*Record excerpts*.

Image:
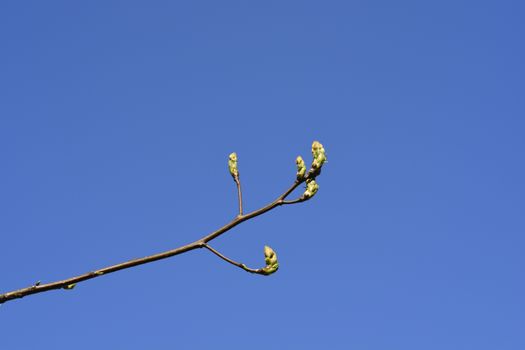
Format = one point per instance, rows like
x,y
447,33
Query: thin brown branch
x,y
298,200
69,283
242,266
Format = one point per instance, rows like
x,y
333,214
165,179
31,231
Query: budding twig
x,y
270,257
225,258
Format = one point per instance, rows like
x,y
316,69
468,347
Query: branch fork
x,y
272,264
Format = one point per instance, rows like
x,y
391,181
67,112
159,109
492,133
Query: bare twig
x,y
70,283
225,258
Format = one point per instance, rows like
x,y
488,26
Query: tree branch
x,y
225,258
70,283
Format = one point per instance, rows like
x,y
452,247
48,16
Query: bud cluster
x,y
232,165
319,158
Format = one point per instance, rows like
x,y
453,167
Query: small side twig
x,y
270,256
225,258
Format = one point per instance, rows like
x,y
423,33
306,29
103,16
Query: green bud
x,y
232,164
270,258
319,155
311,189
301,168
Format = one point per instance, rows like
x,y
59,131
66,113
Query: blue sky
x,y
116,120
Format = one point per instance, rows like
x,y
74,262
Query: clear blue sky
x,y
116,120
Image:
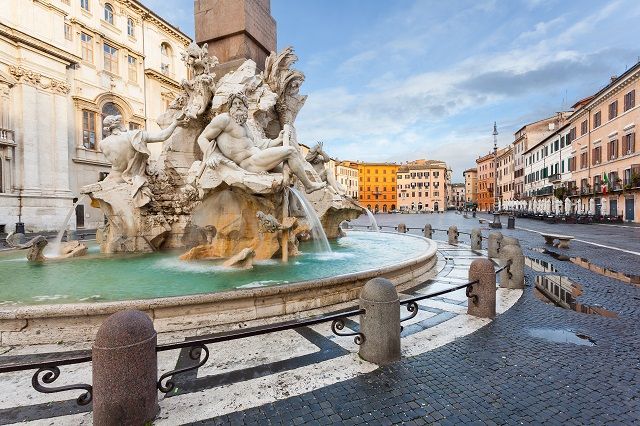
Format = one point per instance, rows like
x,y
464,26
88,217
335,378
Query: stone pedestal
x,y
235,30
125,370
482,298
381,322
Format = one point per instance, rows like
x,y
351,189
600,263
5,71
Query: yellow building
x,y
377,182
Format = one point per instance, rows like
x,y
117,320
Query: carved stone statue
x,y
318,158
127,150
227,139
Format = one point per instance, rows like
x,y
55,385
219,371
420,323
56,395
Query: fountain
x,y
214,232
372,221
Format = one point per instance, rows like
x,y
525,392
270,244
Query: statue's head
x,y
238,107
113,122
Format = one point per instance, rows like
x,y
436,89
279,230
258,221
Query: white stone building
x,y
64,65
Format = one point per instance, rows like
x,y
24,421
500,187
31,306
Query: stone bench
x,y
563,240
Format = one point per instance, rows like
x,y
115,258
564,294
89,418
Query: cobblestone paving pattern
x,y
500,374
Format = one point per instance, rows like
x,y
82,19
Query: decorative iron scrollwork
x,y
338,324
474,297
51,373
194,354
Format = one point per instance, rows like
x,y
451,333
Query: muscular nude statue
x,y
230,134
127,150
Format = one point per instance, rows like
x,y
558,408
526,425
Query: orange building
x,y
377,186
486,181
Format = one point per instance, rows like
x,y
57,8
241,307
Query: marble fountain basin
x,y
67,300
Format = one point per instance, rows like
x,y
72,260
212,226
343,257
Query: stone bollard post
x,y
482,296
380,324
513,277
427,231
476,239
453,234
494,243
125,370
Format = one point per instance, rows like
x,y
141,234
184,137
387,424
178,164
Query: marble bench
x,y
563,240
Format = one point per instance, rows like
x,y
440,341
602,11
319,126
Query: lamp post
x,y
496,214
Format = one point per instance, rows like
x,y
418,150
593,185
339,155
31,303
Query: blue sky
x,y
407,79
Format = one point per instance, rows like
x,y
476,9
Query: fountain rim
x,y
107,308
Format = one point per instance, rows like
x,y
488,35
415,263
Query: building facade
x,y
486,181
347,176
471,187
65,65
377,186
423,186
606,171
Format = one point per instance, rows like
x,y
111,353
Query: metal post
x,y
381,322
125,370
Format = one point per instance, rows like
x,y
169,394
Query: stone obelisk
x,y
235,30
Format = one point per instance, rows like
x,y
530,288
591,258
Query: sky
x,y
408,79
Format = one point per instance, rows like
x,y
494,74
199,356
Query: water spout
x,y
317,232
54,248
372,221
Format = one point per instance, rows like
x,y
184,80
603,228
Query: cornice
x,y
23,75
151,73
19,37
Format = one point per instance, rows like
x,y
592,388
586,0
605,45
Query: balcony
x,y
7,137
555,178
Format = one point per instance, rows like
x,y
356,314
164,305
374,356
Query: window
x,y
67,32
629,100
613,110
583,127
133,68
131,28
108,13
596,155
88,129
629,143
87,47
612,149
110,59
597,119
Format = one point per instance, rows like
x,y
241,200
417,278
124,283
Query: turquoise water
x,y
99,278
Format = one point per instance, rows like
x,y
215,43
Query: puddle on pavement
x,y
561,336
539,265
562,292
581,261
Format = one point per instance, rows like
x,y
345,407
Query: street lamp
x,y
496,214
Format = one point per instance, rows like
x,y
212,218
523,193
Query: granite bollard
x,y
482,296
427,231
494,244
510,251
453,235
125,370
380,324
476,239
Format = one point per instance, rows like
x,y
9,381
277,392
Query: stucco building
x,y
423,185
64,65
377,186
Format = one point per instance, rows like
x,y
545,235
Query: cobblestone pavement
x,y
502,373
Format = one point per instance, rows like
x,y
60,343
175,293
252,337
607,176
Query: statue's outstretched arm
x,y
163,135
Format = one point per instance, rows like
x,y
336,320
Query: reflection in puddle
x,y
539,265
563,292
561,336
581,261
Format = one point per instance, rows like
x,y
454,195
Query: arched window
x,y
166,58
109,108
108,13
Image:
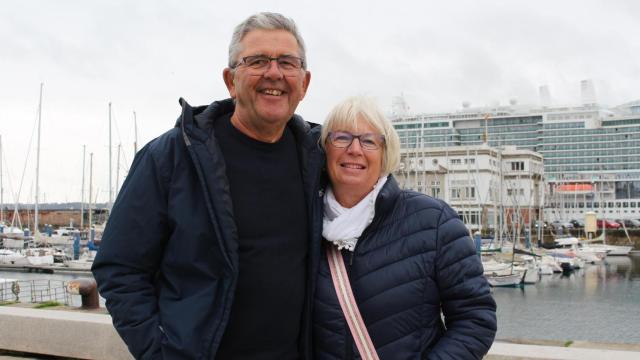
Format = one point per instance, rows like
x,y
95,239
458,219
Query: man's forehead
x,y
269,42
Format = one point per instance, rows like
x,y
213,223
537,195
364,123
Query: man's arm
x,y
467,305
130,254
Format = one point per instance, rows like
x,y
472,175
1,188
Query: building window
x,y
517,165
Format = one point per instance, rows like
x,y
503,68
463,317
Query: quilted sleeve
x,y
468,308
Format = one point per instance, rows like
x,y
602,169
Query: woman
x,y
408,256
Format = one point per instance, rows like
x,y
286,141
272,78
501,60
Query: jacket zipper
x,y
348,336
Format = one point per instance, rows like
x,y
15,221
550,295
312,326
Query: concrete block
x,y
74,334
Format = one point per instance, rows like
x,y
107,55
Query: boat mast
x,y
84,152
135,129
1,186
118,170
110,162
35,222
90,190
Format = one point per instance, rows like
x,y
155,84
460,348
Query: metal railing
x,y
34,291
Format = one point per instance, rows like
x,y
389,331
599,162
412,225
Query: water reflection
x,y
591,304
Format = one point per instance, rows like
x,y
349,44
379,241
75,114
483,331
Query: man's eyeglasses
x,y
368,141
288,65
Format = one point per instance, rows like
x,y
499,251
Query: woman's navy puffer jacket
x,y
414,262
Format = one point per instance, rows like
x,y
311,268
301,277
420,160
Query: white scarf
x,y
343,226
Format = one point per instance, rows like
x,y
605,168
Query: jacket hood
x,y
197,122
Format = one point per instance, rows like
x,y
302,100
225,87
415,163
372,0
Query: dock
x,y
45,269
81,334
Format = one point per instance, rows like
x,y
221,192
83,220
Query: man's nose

*Challenge*. Except for the pictures, copy the material above exactly.

*Correct output*.
Image:
Format = one point per instance, rows like
x,y
447,33
Query: thin brown branch
x,y
298,200
69,283
242,266
Format = one point per instance, rows like
x,y
333,214
165,179
31,231
Query: budding twig
x,y
270,257
225,258
Format = one point per instance, rows like
x,y
316,69
468,347
Query: branch fork
x,y
272,264
Format = one point per instance, rows like
x,y
391,181
67,112
159,109
492,133
Query: bare twig
x,y
70,283
225,258
Format = one point per instance, rows like
x,y
488,26
Query: tree branch
x,y
225,258
70,283
Format = one point per instance, rows like
x,y
452,247
48,16
Query: bud cluster
x,y
232,165
319,158
Format = one point per instance, rows like
x,y
453,167
Query: small side twig
x,y
270,256
225,258
Format = one point per instance, rows like
x,y
423,33
306,29
103,16
Query: green bud
x,y
232,164
270,258
319,155
311,189
301,168
Format = one point per instance, rows like
x,y
59,131
66,113
Query: blue sky
x,y
116,120
Format = one point per instance, rows like
x,y
74,262
Query: clear blue sky
x,y
116,120
Image:
Format = one point per instance, rows like
x,y
464,26
88,217
335,378
Query: stone pedestal
x,y
235,30
125,370
482,298
381,322
Format = one point per instance, rows like
x,y
351,189
600,263
5,71
Query: yellow building
x,y
377,182
Format = one point per instance, rows like
x,y
117,320
Query: carved stone statue
x,y
318,158
127,150
227,139
Format = one point per instance, rows like
x,y
55,385
219,371
420,323
56,395
Query: fountain
x,y
214,232
372,221
Format = one point per instance, rows like
x,y
525,392
270,244
Query: statue's head
x,y
238,107
113,122
Format = one point per instance, rows like
x,y
436,89
279,230
258,221
Query: white stone building
x,y
64,65
Format = one point per instance, rows like
x,y
24,421
500,187
31,306
Query: stone bench
x,y
563,240
Format = one point per instance, rows like
x,y
115,258
564,294
89,418
Query: cobblestone paving pattern
x,y
500,374
Format = one point per instance, rows like
x,y
82,19
Query: decorative iron scrollwork
x,y
338,324
474,297
51,373
194,354
Format = one point per instance, rows like
x,y
451,333
Query: muscular nude statue
x,y
230,134
127,150
Format = one point per instance, rows like
x,y
558,408
526,425
Query: orange building
x,y
377,186
486,181
Format = one point per instance, rows like
x,y
57,8
241,307
Query: marble fountain basin
x,y
67,300
Format = one point per instance, rows like
x,y
72,260
212,226
343,257
Query: stone bollard post
x,y
482,296
380,324
513,277
427,231
476,239
453,234
494,243
125,370
Format = one point per instance, rows like
x,y
141,234
184,137
387,424
178,164
Query: marble bench
x,y
563,240
Format = one point per instance, rows like
x,y
440,341
602,11
319,126
Query: lamp post
x,y
496,214
Format = one point per instance, rows like
x,y
418,150
593,185
339,155
31,303
Query: blue sky
x,y
407,79
Format = one point per instance, rows like
x,y
476,9
Query: fountain rim
x,y
107,308
Format = one point per instance, rows like
x,y
488,35
415,263
Query: building facade
x,y
486,181
347,176
471,187
65,65
377,186
423,186
606,171
Format = one point per instance, rows like
x,y
111,353
Query: metal post
x,y
381,322
125,370
Format = one point per instance, rows like
x,y
169,394
Query: stone obelisk
x,y
235,30
Format = one point per instance, rows like
x,y
530,288
591,258
Query: sky
x,y
408,79
Format = one point per instance, rows like
x,y
494,74
199,356
Query: water spout
x,y
317,232
54,248
372,221
Format = one point per instance, rows like
x,y
184,80
603,228
Query: cornice
x,y
23,75
151,73
19,37
Format = one point per instance, rows like
x,y
592,388
586,0
605,45
Query: balcony
x,y
7,137
555,178
Format = one point per instance, rows like
x,y
356,314
164,305
374,356
Query: window
x,y
67,32
629,100
613,110
583,127
133,68
131,28
108,13
596,155
88,129
629,143
87,47
612,149
110,59
597,119
Format = one point per instance, rows like
x,y
241,200
417,278
124,283
Query: turquoise water
x,y
99,278
Format = one point per instance, rows like
x,y
215,43
Query: puddle on pavement
x,y
561,336
539,265
562,292
581,261
Format = one point per instance, rows like
x,y
345,407
Query: street lamp
x,y
496,214
Format = one point per instance, rows like
x,y
212,218
523,193
Query: granite bollard
x,y
482,296
427,231
494,244
510,251
453,235
125,370
380,324
476,239
Format = one point per instance, rows like
x,y
9,381
277,392
Query: stucco building
x,y
423,185
64,65
377,186
Format = one point per instance, rows like
x,y
545,235
Query: cobblestone pavement
x,y
502,373
Format = one point per instance, rows like
x,y
60,343
175,293
252,337
607,176
Query: statue's outstretched arm
x,y
163,135
Format = one point per instance, rows like
x,y
336,320
Query: reflection in puddle
x,y
539,265
563,292
561,336
581,261
Format = one point per instance, rows like
x,y
454,195
Query: arched window
x,y
166,58
109,108
108,13
Image:
Format = one point per instance, rows like
x,y
95,239
458,219
Query: man's forehead
x,y
269,42
Format = one point per instance, rows like
x,y
213,223
537,195
364,123
Query: man's arm
x,y
467,305
130,254
Format = one point per instance, rows like
x,y
472,175
1,188
Query: building window
x,y
517,165
Format = one point per instance, rows like
x,y
503,68
463,317
Query: quilted sleeve
x,y
468,308
Format = one point per instance, rows like
x,y
602,169
Query: woman
x,y
408,256
Format = one point per instance, rows like
x,y
286,141
272,78
501,60
Query: jacket zipper
x,y
348,336
Format = one point per instance, rows like
x,y
15,221
550,295
312,326
Query: concrete block
x,y
74,334
Format = one point per instance, rows like
x,y
107,55
Query: boat mast
x,y
84,152
135,129
1,186
118,170
110,162
35,222
90,190
Format = one point per instance, rows like
x,y
155,84
460,348
Query: metal railing
x,y
34,291
Format = one point per instance, rows like
x,y
389,331
599,162
412,225
Query: water reflection
x,y
591,304
Format = one point per instance, rows like
x,y
349,44
379,241
75,114
483,331
Query: man's eyeglasses
x,y
368,141
288,65
Format = one point per instance, rows like
x,y
499,251
Query: woman's navy puffer jacket
x,y
414,262
Format = one point per instance, rows like
x,y
311,268
301,277
420,160
Query: white scarf
x,y
343,226
Format = one point per instance, rows like
x,y
605,168
Query: jacket hood
x,y
197,122
Format = one point per instance, rows like
x,y
302,100
225,87
415,163
372,0
Query: dock
x,y
45,269
81,334
Format = one point per instance, rows like
x,y
221,192
83,220
Query: man's nose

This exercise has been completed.